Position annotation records
+===+
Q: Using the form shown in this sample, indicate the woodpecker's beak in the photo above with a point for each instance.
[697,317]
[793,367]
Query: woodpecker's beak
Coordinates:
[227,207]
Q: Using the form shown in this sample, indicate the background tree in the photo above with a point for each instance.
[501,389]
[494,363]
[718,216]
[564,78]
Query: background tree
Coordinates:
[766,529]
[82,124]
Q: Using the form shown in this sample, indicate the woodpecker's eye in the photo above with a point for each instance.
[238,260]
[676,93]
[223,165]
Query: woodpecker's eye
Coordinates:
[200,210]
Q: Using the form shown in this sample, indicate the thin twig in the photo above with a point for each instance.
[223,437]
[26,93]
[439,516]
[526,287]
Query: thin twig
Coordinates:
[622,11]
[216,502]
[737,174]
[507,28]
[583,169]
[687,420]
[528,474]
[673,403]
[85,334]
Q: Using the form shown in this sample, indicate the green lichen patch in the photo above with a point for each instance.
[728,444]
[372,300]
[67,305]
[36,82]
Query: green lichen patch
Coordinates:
+===+
= Problem details =
Rewrite the material above with "thin twig" swapped for "small branch" wherever it occurs, changing nothing else.

= Exercise result =
Q: Using the form shown in this sample, indicate the woodpecker's beak in the photo above with a point for each instance.
[697,317]
[793,367]
Query: woodpecker's beak
Coordinates:
[227,207]
Q: Using the form shown in this sample, indicate the background tree in the photo above with a point for each instance.
[501,389]
[494,363]
[718,216]
[564,78]
Query: background tree
Coordinates:
[766,529]
[82,124]
Q: Using the form shown in this sample, indicate the woodpecker's eye in the photo above with a point for each instance.
[238,260]
[676,93]
[223,165]
Query: woodpecker's eye
Coordinates:
[200,210]
Q: Using the form shown in this sample, indicate the small branch in the photo above with a point for each instance.
[223,437]
[26,93]
[439,516]
[526,287]
Query: small branch
Coordinates:
[622,11]
[216,502]
[737,174]
[507,28]
[583,169]
[687,420]
[528,474]
[673,403]
[85,334]
Q: Using the form shown in this sample, indicate the green lichen patch in the photo above with a point for each instance.
[728,444]
[372,300]
[67,305]
[36,82]
Query: green lichen patch
Coordinates:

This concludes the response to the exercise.